*** PASSAGE FOR REVIEW ***
The Monash Warwick Alliance is one important structure for establishing and fostering such partnerships, harnessing the collective strengths of two universities from opposite sides of the globe, creating international opportunities. The partnership recently hosted a symposium that aimed to bring attention to existing and emerging knowledge and experiences of social reproduction in the context of the pandemic and other current global crises. WICID also works with Monash on care in peacebuilding, calling for improved support for carers who work in humanitarian roles, and this work brings them into a partnership with UN Women, UNRISD and other major international actors.
By working closely with their partners, WICID are in a position to deliver more strongly on their principle of research impact. “Our partners are keen to have more links with policy,” explains Jones. “We are fortunate in that WICID is not subject to the definition of impact in the REF so we are able to focus our approach on impact driven by long-term ethical sustainable partnerships, impact that is defined by and important to our partners.”
“We have been working longer term with the UN and we are proud to have become part of the UN Academic Impact network.”
“In the next few years, we’d like to build more on relationships between policy, practice and university research,” said Jones, who champions the idea that research communications and impact does not mean compromising on values or agenda.
Some of WICID’s impact is delivered in a practical way, linking the centre’s research ambitions with pedagogy. “WICID has a global South mobility scheme, where Masters students apply to stay two months doing work that is useful to the partner, giving the students a chance to apply learning but also a sense of how to practically support the partner’s agenda”.
*** End of PASSAGE FOR REVIEW ***
*** INFORMATION PROVIDED ***
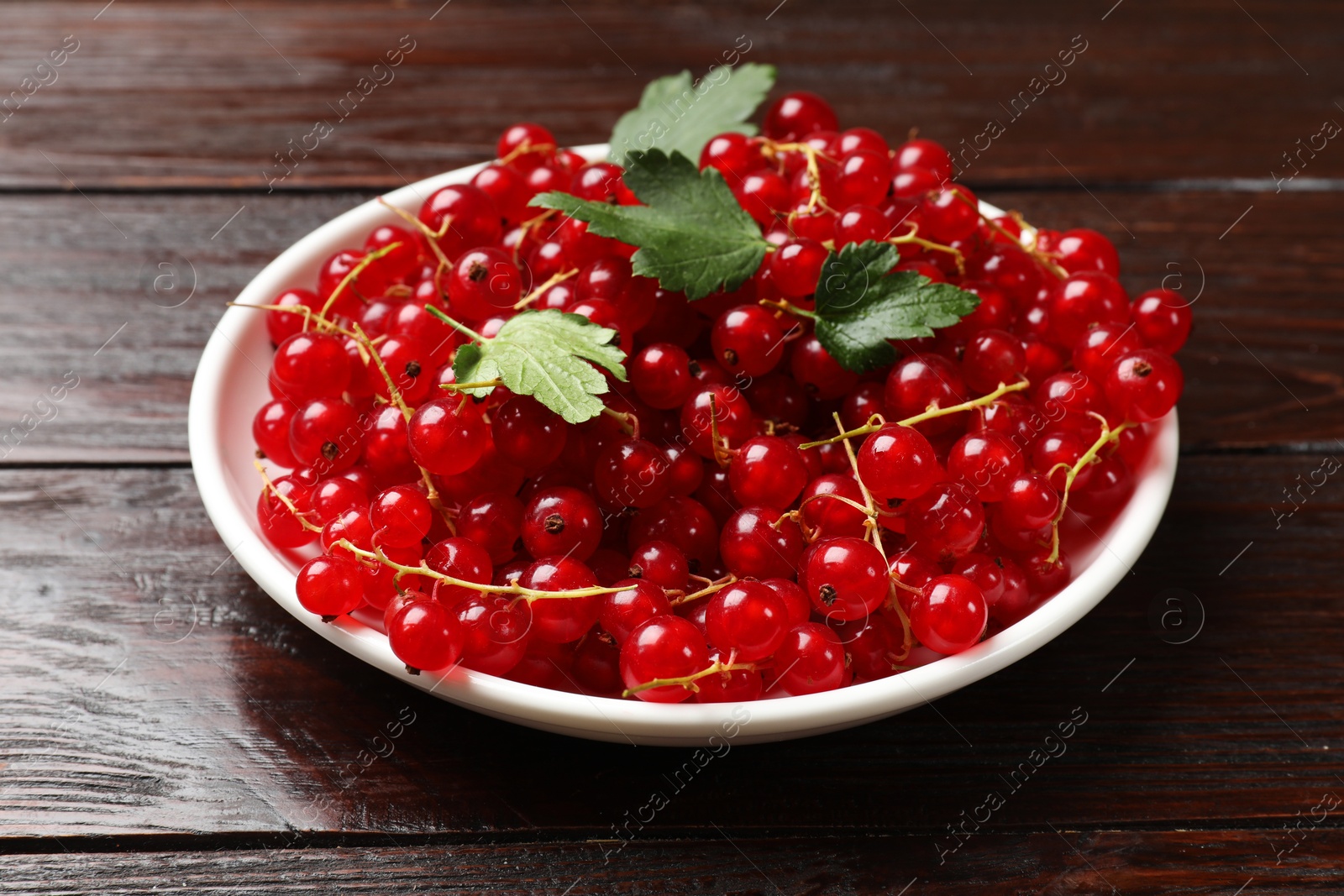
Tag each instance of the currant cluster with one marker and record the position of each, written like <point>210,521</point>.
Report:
*** End of INFORMATION PROVIDED ***
*** INFORMATION PROVIDED ***
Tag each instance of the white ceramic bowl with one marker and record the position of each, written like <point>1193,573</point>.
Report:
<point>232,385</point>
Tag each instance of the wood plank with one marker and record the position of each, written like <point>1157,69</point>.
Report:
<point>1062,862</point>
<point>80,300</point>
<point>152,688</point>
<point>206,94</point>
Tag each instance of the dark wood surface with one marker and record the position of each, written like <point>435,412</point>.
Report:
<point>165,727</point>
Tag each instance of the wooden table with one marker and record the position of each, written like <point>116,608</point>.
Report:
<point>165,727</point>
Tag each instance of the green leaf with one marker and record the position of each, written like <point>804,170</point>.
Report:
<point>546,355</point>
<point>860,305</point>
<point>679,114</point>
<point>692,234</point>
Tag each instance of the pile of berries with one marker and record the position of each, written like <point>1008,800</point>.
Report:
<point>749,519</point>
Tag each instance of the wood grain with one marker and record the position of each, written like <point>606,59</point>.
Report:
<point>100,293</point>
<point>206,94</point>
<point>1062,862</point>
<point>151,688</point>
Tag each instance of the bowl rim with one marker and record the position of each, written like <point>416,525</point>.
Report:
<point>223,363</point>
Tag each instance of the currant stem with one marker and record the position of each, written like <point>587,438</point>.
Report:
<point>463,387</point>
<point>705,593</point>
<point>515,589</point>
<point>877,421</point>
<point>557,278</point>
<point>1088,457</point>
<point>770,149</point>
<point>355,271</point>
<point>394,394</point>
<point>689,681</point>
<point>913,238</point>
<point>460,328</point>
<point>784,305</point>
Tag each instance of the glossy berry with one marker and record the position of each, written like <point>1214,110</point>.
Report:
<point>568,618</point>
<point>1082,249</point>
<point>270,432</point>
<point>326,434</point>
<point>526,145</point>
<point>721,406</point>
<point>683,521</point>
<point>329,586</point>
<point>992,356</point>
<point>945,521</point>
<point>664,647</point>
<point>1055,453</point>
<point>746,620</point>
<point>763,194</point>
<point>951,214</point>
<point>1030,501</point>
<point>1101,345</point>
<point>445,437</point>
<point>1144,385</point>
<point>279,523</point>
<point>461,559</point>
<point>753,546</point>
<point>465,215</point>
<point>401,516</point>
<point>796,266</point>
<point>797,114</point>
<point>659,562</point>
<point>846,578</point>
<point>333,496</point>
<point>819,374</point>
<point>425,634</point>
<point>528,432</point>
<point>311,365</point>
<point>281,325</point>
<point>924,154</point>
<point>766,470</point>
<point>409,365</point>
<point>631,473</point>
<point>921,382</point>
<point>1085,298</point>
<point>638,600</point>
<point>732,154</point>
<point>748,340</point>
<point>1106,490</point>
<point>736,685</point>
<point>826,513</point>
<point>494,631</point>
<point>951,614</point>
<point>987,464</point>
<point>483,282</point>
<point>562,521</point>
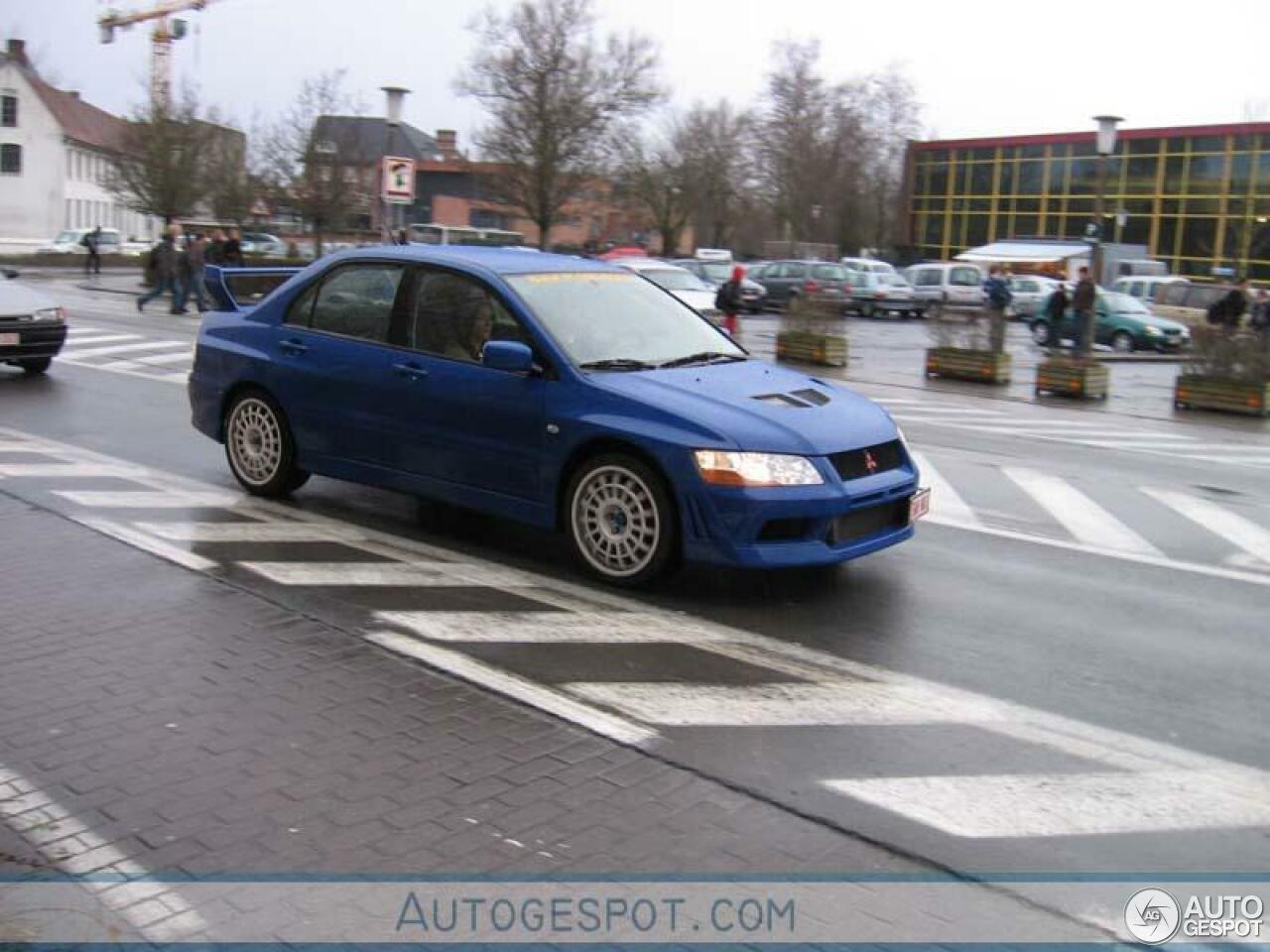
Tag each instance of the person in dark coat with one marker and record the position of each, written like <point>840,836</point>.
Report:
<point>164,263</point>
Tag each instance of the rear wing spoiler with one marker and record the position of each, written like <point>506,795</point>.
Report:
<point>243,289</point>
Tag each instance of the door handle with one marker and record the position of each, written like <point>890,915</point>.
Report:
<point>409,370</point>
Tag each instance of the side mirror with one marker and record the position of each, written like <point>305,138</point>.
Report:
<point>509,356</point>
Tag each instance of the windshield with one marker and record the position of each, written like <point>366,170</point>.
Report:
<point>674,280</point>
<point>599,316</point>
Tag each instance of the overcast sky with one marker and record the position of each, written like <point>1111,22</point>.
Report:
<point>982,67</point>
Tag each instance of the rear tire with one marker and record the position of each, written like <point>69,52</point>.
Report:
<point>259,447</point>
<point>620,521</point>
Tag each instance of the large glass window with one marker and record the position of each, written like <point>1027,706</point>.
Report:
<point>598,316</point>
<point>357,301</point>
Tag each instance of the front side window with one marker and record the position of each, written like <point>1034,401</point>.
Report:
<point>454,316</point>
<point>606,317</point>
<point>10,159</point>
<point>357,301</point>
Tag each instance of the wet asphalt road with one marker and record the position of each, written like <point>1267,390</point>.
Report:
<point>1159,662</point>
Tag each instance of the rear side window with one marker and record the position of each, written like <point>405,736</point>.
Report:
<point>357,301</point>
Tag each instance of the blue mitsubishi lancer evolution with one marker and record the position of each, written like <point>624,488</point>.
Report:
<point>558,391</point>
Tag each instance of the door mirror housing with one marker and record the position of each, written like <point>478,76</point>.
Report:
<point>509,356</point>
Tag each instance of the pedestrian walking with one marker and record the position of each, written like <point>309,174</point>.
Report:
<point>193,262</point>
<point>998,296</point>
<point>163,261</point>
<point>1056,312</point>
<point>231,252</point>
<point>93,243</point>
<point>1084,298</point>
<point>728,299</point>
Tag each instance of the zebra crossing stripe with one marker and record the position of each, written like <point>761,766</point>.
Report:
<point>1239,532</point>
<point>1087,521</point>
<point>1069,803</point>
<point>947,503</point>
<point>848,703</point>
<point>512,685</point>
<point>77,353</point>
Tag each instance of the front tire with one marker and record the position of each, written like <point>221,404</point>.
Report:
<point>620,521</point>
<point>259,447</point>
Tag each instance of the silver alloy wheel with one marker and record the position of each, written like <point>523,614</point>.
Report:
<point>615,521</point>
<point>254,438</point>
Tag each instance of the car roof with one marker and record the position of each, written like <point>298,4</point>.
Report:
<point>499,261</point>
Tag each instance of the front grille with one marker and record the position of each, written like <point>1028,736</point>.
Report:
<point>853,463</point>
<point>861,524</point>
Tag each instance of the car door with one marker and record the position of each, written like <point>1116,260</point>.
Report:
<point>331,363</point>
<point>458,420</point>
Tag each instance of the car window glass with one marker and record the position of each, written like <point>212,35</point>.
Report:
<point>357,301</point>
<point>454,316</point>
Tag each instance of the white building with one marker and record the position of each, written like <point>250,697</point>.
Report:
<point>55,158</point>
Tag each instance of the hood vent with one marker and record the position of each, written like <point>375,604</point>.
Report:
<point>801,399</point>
*** End of INFORMATION PROVIDED ***
*** INFORMATION PROVIDED ***
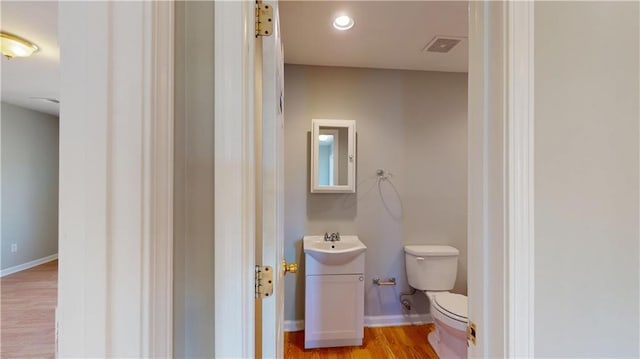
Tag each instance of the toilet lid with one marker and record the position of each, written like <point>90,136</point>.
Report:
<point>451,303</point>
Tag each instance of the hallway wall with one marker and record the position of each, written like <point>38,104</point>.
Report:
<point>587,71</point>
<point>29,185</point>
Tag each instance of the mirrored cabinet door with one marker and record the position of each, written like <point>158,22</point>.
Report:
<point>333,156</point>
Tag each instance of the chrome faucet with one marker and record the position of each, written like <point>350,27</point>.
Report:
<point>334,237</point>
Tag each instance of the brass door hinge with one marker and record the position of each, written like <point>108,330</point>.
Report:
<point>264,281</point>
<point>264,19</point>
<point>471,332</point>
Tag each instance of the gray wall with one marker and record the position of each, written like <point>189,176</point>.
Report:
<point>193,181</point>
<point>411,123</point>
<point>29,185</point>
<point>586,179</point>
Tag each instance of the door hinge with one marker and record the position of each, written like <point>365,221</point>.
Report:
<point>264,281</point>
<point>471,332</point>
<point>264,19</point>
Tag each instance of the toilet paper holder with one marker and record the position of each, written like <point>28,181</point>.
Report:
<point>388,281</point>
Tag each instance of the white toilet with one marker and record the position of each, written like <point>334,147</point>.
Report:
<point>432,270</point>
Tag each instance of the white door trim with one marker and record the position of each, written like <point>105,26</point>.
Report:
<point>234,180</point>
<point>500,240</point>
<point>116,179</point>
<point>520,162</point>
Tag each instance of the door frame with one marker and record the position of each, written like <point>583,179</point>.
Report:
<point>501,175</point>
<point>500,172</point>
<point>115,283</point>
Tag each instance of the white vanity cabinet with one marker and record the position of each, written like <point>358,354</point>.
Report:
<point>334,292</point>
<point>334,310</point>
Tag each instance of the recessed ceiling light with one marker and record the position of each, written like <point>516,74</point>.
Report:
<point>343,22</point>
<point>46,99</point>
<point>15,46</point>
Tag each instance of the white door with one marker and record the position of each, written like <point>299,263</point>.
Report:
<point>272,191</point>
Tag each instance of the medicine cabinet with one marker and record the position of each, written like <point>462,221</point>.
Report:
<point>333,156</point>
*** End of INFORMATION PROVIDED ***
- **EXERCISE TASKS**:
1 > In the passage on WICID's partnerships and research impact, how long do Masters students stay with a partner under the global South mobility scheme?
2 > Continue the passage on WICID's partnerships and research impact, picking up after its final sentence.

- **ANSWERS BY ITEM**:
1 > Two months.

2 >
WICID have been working with ANEKED on developing a teaching tool based on their pioneering work with their Digest of the proceedings of the Truth, Reconciliation and Reparations Commission in Gambia. This module development project brought Warwick’s Politics and International Studies students together with ANEKED to work on how the teaching tool can best be used to enhance learning in transitional justice within and beyond the university classroom. This open access tool will be widely available from later in the year.
Research, partnerships and impact combine to bring WICID innovative solutions. Yvette Hutchison is a Professor of Theatre, who is working collaboratively with AMY JEPHTA, a playwright and lecturer at the University of Cape-Town, South Africa. They create a virtual space where female theatre practitioners living in Africa, researchers and other interested parties come together to discuss and collaborate on their creative and critical engagements on key issues to inform understandings of the lived experiences of contemporary women in Africa.
Working with the CSRS, WICID collaborates with academics and local communities in Côte d’Ivoire, to bring together different actors to reflect, discuss, and imagine creative outcomes and solutions for national resource management challenges. The collaboration also generates important knowledge about how local expertise can be incorporated into policy decision-making and what happens in the encounter between local voices, international goals, and national regulations.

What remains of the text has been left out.